◆ Record extracts
+ + +

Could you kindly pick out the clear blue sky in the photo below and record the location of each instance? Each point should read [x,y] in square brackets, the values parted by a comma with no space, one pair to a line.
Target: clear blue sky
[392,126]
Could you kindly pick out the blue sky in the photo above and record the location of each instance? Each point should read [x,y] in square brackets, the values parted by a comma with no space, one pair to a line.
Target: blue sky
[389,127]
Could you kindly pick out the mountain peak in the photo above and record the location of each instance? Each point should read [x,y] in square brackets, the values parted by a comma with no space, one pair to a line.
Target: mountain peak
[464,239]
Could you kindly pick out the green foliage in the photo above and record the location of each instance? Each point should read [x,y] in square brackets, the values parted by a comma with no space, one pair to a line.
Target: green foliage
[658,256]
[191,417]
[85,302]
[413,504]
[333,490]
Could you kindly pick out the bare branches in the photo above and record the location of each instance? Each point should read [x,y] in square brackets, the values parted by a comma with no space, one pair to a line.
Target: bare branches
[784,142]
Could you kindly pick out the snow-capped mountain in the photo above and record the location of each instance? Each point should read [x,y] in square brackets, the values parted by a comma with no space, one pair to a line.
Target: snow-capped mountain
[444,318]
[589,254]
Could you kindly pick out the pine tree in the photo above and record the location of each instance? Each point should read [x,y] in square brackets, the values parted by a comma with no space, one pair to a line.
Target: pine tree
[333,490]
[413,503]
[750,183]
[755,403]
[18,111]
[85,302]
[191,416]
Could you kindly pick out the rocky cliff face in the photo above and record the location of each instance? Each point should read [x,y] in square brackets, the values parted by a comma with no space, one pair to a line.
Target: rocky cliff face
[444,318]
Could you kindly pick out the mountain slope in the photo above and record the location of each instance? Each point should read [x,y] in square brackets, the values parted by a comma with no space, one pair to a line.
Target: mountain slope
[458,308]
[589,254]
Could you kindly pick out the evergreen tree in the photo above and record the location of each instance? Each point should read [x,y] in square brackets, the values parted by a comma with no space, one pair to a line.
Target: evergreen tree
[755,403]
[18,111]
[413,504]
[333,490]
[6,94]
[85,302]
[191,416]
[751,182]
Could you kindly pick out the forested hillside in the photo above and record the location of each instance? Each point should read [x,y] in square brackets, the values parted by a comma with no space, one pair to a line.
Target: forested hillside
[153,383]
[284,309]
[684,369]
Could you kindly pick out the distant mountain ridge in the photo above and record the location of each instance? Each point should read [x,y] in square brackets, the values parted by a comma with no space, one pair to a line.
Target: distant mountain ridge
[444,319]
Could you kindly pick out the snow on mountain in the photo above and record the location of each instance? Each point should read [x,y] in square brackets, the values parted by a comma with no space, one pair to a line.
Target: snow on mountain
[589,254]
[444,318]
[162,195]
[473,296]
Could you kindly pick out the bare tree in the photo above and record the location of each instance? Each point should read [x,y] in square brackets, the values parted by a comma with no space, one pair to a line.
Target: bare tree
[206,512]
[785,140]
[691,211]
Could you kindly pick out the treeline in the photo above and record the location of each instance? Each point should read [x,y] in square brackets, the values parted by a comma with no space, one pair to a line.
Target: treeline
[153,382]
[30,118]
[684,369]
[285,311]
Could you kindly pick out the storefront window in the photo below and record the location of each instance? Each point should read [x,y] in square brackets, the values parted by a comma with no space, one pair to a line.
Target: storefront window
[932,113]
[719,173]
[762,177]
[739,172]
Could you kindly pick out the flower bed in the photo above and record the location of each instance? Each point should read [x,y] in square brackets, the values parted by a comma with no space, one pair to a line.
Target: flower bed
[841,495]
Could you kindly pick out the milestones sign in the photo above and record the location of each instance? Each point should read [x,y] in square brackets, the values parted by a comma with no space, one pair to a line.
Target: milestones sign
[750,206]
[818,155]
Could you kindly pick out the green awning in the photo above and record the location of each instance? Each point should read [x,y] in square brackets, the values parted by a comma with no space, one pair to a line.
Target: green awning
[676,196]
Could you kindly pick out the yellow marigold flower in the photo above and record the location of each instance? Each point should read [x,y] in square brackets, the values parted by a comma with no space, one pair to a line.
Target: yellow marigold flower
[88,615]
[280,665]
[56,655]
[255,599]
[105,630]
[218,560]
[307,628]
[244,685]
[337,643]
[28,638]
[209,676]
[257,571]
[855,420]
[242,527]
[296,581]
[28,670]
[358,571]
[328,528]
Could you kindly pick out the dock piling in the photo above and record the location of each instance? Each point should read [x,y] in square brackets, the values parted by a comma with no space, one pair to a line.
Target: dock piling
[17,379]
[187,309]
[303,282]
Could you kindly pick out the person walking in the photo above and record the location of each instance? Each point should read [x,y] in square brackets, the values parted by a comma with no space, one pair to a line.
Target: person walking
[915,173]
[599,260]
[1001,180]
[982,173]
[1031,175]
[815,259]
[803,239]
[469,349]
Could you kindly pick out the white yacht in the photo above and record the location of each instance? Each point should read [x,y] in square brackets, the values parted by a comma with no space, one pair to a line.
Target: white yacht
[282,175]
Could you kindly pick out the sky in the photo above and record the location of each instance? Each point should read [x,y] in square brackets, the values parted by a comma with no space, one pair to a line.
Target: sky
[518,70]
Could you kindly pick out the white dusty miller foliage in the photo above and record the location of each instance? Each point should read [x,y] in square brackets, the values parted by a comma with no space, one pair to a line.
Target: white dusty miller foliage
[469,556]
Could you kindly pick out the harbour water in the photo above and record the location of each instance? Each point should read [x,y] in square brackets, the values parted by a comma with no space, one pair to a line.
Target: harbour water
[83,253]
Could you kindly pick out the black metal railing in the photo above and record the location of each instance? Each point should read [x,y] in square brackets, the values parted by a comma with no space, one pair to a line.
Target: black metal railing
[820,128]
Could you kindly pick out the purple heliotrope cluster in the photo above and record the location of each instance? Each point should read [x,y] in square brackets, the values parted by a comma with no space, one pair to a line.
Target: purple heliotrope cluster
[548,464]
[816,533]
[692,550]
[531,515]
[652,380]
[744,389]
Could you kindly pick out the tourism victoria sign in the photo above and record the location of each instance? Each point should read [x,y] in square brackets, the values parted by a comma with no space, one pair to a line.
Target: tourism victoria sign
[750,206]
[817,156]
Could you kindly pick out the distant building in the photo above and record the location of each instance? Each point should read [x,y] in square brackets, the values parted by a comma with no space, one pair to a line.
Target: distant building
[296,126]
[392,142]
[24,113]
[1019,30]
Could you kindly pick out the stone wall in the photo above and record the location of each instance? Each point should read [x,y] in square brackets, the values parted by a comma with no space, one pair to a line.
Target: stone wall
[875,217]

+ + +

Retype exactly, please, each line from the line that contains "Could you kindly pick out the tourism" through the last line of the entries above, with nothing added.

◆ Result
Could you kindly pick out the tourism victoria sign in the photo above and record the location of each instance? Each point should read [x,y] in square brackets, the values parted by a comma with no space, one pair to a line.
Target: tourism victoria sign
[750,206]
[817,156]
Could you kindly pick out the distant building in the photo above and record the location of each instance? Each point should read [x,y] in square brackets, the values parted by a comma with no space, one pair to a line.
Target: distant building
[296,126]
[392,142]
[24,113]
[1019,30]
Could you kindly pick out the stone wall in the photo above and record the location of each instance? Each point should read [x,y] in square brackets, the values parted by a comma with no space, one pair to a line.
Target: stone wall
[875,217]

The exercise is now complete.